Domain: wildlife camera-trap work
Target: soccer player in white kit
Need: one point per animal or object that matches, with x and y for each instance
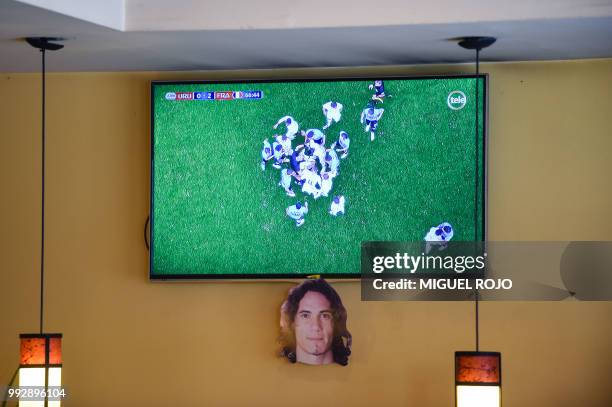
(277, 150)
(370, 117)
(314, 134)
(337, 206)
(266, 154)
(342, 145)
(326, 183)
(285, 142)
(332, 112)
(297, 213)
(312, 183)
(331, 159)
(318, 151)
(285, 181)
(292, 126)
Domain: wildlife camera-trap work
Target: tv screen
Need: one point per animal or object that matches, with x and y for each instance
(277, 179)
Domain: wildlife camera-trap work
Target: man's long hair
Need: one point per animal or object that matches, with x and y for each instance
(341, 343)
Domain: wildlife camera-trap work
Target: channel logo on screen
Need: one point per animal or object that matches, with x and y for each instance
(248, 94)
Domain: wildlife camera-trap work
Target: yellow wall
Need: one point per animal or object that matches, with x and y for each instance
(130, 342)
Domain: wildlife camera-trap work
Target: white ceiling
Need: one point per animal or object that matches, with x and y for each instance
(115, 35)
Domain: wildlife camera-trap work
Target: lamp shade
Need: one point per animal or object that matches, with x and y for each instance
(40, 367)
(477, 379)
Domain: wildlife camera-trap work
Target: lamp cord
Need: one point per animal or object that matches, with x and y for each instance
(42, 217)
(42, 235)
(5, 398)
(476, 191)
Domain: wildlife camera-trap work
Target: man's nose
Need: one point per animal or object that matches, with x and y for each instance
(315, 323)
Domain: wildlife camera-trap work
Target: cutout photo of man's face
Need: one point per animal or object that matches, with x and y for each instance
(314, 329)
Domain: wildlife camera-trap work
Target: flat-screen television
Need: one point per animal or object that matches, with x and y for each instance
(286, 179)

:: Requirement ::
Using the records above, output exactly the lines from the one containing "Target: tv screen" through the last line, and no others.

:: Solved exercise ::
Target: tv screen
Need: one point per animal or object that matches, with x and y for each instance
(277, 179)
Domain: wildlife camera-trap work
Target: man's long hair
Need: one point per animal or object that matches, with x and y for each instance
(341, 343)
Domain: wildlife camera-trap work
Target: channel logo on screen
Need: one point per animal or object that matches, with x and y for each instance
(248, 94)
Domain: wildlife camera-trap work
Target: yellow wall
Need: one point per animal or object that matches, with x and y for each instance
(130, 342)
Domain: wildlife camera-trap work
Target: white ceiling
Need: one point per animal or object that matches, with x and y for each instance
(115, 35)
Domain: wildlife camera-trap work
Target: lamp shade
Need: one point per animal or object that matches, with x and y for each instance
(40, 367)
(477, 379)
Domain: wildlife camera-trap work
Target: lamp cord
Need: one point per animal or object that matches, with x and y for each instance
(42, 217)
(42, 235)
(5, 398)
(476, 191)
Domain: wildlife camera-trap work
Target: man's nose
Need: one point per animal or object that matches, with x and y for each instance
(315, 323)
Domain: wildlife camera-trap work
Target: cutout photo of man's face
Need: one point per animal or object that matches, with x and y for each instance
(314, 329)
Domain: wildlife camera-trap work
Target: flat-screen television
Need: one point per animal or object that matches, with x and y for each instance
(286, 179)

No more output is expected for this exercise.